+++ DATA PROVIDED +++

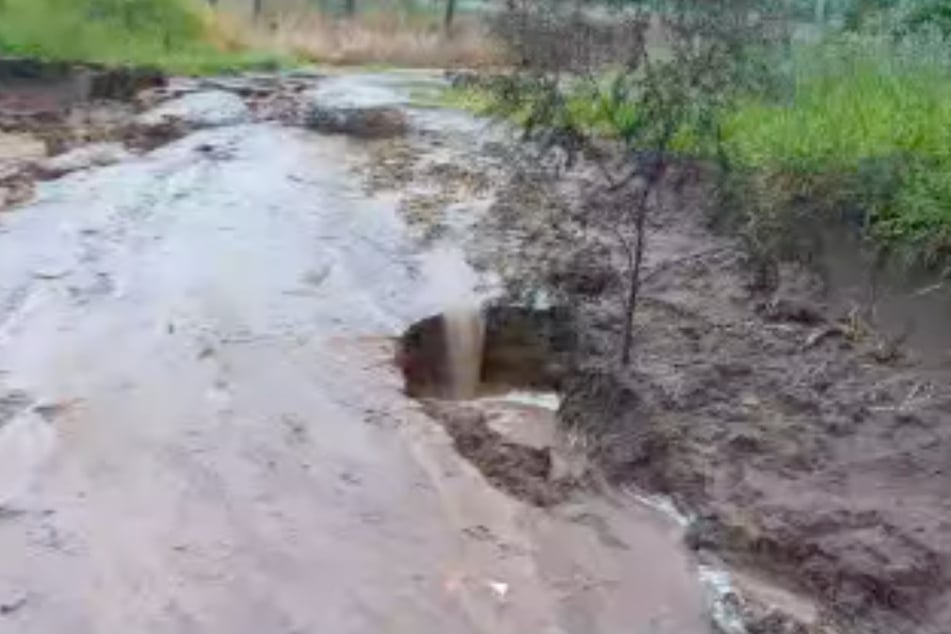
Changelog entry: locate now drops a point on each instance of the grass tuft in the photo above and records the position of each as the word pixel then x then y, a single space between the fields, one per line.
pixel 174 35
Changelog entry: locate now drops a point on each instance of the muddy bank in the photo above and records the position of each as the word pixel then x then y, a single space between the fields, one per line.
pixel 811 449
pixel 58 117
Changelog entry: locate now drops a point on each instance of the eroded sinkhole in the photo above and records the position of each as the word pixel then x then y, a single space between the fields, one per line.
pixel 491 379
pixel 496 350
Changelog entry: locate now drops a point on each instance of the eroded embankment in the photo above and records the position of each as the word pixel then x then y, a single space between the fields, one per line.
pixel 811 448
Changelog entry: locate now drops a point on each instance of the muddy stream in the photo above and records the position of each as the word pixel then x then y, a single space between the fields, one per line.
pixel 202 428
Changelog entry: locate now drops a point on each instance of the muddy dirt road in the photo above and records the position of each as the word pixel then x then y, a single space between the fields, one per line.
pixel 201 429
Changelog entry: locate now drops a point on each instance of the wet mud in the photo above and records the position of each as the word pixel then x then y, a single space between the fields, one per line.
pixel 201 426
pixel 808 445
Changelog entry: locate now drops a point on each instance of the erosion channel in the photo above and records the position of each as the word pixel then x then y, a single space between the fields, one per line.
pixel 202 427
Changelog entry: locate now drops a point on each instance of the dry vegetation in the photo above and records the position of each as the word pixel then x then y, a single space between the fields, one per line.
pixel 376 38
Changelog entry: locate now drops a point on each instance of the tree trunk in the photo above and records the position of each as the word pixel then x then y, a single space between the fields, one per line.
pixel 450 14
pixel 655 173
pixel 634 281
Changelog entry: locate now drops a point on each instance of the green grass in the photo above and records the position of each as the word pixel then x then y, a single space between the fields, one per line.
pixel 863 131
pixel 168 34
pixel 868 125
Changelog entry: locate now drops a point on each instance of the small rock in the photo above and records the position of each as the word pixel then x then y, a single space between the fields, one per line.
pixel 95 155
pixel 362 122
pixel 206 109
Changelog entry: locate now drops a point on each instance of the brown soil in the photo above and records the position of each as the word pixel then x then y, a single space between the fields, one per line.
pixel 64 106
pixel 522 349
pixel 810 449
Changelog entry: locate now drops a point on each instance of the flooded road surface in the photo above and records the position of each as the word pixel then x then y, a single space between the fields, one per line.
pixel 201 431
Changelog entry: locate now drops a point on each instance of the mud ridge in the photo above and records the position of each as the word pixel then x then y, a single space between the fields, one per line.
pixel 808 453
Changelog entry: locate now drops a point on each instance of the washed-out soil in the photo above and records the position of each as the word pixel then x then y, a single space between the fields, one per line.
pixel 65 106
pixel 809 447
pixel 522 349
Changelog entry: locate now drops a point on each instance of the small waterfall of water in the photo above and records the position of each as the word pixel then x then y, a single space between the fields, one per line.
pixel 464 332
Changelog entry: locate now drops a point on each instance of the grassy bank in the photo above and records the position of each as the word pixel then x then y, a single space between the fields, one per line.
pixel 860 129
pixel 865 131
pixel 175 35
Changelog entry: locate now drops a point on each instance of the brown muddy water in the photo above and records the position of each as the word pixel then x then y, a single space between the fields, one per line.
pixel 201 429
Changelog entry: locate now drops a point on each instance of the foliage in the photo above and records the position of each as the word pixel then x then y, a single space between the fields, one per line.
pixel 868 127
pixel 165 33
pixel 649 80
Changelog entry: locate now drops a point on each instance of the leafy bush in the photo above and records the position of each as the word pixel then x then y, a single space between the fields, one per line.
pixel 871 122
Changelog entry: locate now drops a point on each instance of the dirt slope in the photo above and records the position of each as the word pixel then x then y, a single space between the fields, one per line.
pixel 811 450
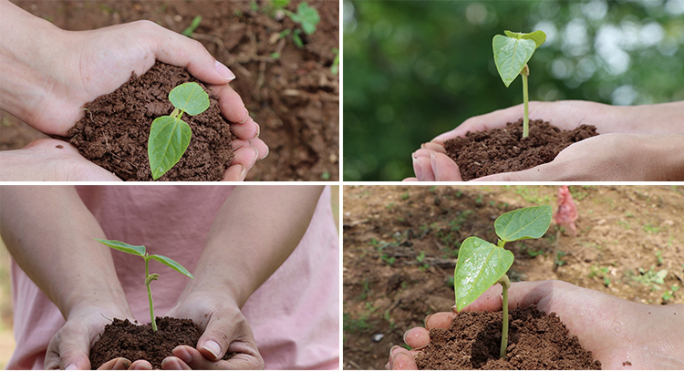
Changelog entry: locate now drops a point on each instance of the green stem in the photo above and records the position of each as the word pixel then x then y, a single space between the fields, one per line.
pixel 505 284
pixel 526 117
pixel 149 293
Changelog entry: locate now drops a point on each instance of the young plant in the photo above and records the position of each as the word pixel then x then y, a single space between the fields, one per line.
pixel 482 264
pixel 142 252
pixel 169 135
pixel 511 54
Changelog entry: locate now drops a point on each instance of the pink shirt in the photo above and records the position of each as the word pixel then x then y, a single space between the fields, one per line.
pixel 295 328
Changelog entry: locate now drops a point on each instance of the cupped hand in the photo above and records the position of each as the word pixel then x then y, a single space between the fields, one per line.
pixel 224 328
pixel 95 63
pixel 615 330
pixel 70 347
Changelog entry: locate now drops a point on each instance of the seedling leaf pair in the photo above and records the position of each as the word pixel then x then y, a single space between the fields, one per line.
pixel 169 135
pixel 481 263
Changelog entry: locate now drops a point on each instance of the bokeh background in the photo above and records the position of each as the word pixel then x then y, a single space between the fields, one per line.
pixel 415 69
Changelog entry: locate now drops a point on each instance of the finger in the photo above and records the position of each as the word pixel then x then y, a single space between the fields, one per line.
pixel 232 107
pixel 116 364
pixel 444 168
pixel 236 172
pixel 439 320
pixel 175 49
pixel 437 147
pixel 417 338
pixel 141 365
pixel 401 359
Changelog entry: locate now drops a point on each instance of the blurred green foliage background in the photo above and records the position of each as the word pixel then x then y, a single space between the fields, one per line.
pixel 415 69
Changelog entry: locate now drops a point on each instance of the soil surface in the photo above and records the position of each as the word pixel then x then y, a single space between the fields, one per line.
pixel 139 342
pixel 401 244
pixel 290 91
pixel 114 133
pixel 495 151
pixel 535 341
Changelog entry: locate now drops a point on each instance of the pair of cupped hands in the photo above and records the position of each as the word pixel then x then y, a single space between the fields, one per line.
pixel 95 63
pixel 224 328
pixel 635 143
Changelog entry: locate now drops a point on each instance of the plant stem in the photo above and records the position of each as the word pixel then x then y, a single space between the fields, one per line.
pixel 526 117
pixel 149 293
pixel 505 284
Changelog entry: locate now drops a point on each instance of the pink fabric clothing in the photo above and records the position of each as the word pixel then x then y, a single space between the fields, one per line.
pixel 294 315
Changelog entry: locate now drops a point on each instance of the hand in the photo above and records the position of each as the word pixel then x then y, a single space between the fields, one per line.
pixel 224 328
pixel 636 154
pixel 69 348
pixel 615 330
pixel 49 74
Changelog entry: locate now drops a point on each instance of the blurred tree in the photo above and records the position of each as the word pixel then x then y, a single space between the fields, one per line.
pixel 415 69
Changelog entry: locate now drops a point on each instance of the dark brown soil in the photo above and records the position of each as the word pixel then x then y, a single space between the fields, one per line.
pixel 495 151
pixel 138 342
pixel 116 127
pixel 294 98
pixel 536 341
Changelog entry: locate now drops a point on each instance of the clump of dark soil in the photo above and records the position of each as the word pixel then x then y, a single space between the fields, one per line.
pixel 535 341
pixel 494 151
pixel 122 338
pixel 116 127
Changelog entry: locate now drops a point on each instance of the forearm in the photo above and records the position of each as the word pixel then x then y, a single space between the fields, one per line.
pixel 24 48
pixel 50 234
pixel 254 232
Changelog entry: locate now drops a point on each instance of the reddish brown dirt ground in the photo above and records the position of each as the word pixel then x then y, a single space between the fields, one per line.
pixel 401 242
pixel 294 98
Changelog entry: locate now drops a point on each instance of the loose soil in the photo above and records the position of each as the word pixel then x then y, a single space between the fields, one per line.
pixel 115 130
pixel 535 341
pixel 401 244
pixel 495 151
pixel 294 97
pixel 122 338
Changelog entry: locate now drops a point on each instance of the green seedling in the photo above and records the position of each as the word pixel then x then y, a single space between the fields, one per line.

+++
+++ DATA PROVIDED +++

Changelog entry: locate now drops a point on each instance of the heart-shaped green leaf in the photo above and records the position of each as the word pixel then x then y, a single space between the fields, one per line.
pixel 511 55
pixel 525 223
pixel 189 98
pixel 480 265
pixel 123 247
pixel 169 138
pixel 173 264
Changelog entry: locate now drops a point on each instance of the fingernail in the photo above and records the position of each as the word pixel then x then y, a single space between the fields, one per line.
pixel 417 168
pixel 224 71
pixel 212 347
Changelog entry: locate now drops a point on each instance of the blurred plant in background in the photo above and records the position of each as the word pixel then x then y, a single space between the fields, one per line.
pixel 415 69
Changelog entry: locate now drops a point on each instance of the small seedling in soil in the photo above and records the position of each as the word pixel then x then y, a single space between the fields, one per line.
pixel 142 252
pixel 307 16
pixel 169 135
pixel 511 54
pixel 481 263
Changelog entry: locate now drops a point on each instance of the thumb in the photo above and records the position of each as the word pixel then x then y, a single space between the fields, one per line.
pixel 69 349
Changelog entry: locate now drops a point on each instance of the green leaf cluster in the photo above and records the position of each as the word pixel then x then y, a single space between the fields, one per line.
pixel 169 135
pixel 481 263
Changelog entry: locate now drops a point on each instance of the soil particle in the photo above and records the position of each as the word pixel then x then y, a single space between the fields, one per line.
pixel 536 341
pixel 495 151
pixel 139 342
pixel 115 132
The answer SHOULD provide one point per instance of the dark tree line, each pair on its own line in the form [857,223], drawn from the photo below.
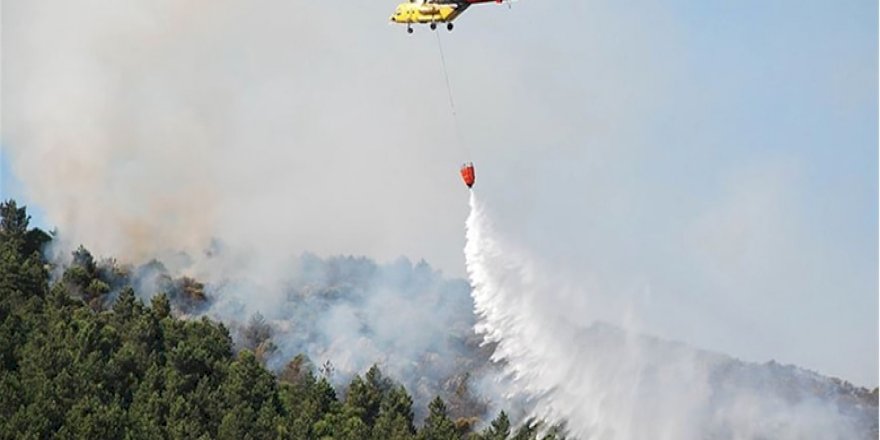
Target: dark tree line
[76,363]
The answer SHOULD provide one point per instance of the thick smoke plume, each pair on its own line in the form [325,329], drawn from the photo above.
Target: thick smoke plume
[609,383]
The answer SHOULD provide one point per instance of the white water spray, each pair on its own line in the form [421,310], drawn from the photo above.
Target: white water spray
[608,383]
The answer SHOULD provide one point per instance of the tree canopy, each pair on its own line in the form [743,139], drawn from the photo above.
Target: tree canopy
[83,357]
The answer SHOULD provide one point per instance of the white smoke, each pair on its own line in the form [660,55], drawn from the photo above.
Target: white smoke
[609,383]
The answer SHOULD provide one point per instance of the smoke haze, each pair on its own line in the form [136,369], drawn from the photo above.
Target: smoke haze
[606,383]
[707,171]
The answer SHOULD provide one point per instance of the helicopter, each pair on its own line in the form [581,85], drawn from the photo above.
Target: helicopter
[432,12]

+++

_PROBLEM STATEMENT_
Starting at the line that contains "the small seedling" and stopping after the line that contains "pixel 69 349", lay out those rows as a Markdown table with the columns "No." and "Line". Number each line in order and leave out any blank lines.

_TASK SOLUTION_
| No. | Line |
|---|---|
| 1 | Changelog entry: locate now drops a point on each instance of the small seedling in soil in the photo above and records the position of each as the word pixel then x then y, a single space between the fields, one per line. |
| 2 | pixel 142 252 |
| 3 | pixel 307 16 |
| 4 | pixel 169 135 |
| 5 | pixel 511 54 |
| 6 | pixel 481 263 |
| 7 | Changelog entry: locate now drops a point on each instance of the thumb in the photo above and records the position of each as the word pixel then x then y, a single space between the fields, one per line. |
| 8 | pixel 69 349 |